**What you will do:**
**a)** Answer these questions from the text on OpenAI's computing infrastructure.
(i) In which city is xAI building its server infrastructure?
(ii) Where is the data center that OpenAI is reportedly negotiating to lease from Oracle?
(iii) About how many GB200 graphics processors does Microsoft aim to give OpenAI access to, and in which locations?
**b)** Continue the text on OpenAI's computing infrastructure from where it stops.

**Supplied text:**
That competitive pressure matters because Musk plans to release Grok 3, which he claims will be the most powerful AI model, by the end of the year. His AI company xAI is also building a massive server infrastructure in Memphis.

OpenAI's reported move toward Oracle should be read in that context. The company appears to be trying to reduce the risk that one cloud partner becomes the limiting factor for its AI roadmap. If models require more compute, and if competitors are building large server clusters of their own, delays in data center delivery can become strategic problems.

Oracle becomes a bigger part of the plan

OpenAI announced its first Oracle deal in June. According to The Information's sources, Microsoft was only marginally involved in that arrangement. Even so, the deal still contributes to Microsoft's Azure revenue because OpenAI runs Azure infrastructure on Oracle servers.

That structure is important. It suggests OpenAI can expand beyond Microsoft-owned data centers while still operating within parts of the Azure ecosystem. In practical terms, Oracle may provide the physical server capacity while Azure remains part of the infrastructure layer.

OpenAI is now reportedly negotiating with Oracle to lease an entire data center in Abilene, Texas. Sources cited by The Information said the facility could reach nearly a gigawatt of power by mid-2026, potentially housing hundreds of thousands of Nvidia AI chips. The site also has room to expand up to two gigawatts, if enough energy is available.

Those details show why data center power is becoming as central as chips. Nvidia AI chips are critical, but they need large facilities, sufficient electricity, and fast deployment schedules. A data center that can grow from nearly a gigawatt to two gigawatts would represent a major commitment to AI compute capacity, assuming the energy supply can support it.

Microsoft is still building for OpenAI

The reported Oracle push does not mean Microsoft is out of the picture. Microsoft aims to give OpenAI access to about 300,000 of Nvidia's latest GB200 graphics processors in data centers in Wisconsin and Atlanta by the end of next year.

Altman has asked Microsoft to speed up the Wisconsin project, which could open partially in the second half of 2025. That request points to the central tension in the partnership: Microsoft remains a major infrastructure provider, but OpenAI wants faster delivery than Microsoft may currently be able to provide.

**Input data:**
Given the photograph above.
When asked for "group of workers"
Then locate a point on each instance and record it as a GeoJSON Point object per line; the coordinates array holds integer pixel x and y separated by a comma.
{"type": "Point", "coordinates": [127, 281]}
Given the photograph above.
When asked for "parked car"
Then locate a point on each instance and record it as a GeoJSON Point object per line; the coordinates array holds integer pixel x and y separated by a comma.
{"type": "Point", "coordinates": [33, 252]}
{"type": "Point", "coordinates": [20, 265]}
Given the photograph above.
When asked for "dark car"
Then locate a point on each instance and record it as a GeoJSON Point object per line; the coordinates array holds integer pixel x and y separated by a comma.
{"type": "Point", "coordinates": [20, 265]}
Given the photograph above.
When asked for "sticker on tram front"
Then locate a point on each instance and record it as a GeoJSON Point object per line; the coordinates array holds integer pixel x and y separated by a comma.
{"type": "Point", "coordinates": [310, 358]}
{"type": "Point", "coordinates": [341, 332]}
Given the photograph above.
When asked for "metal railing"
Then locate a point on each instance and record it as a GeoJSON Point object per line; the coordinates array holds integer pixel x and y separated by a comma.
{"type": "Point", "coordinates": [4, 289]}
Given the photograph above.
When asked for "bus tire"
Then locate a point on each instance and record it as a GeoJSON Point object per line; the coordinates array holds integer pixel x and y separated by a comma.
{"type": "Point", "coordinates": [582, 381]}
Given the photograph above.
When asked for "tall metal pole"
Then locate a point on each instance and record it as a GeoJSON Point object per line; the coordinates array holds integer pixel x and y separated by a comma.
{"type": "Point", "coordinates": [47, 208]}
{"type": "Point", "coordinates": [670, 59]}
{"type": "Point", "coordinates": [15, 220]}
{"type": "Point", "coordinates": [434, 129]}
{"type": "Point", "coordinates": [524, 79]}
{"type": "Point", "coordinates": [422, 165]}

**Responses to the tasks:**
**a)**
(i) Memphis
(ii) Abilene, Texas
(iii) About 300,000, in data centers in Wisconsin and Atlanta

**b)**
The source article presents this as a timing problem as much as a supply problem. OpenAI needs servers and chips at a pace that matches its growth and competitive goals. Microsoft is working on large deployments, but OpenAI is reportedly seeking additional capacity from Oracle because waiting may carry its own risks.

Custom chips are part of the longer-term answer

OpenAI is also planning to use more of its own AI chips in the future. The goal is to meet growing computing demands and reduce costs. According to the source, the company is working with Broadcom and Marvell to design ASIC chips.

That effort would not remove the need for large data centers. Custom AI chips still require manufacturing capacity, infrastructure, and deployment. But it could give OpenAI more control over the hardware it depends on, especially if demand for Nvidia AI chips remains intense.

OpenAI has reportedly reserved capacity for TSMC's new A16 Angstrom process, with mass production set to start in the second half of 2026. That timeline indicates that custom silicon is a future lever, not an immediate replacement for cloud compute from Microsoft or Oracle.

What the reported shift means

The picture that emerges is clear: OpenAI is trying to secure enough AI compute from several directions at once. Microsoft remains deeply involved. Oracle is becoming more important. Nvidia AI chips remain central. Custom ASIC chips are being prepared for later.

The strategy reflects a simple constraint. Advanced AI development depends on access to massive processing power, and the companies that can secure servers, chips, data centers, and electricity fastest may gain an advantage. OpenAI's reported talks with Oracle show that compute is no longer a background infrastructure issue. It is now one of the main forces shaping the future of AI competition.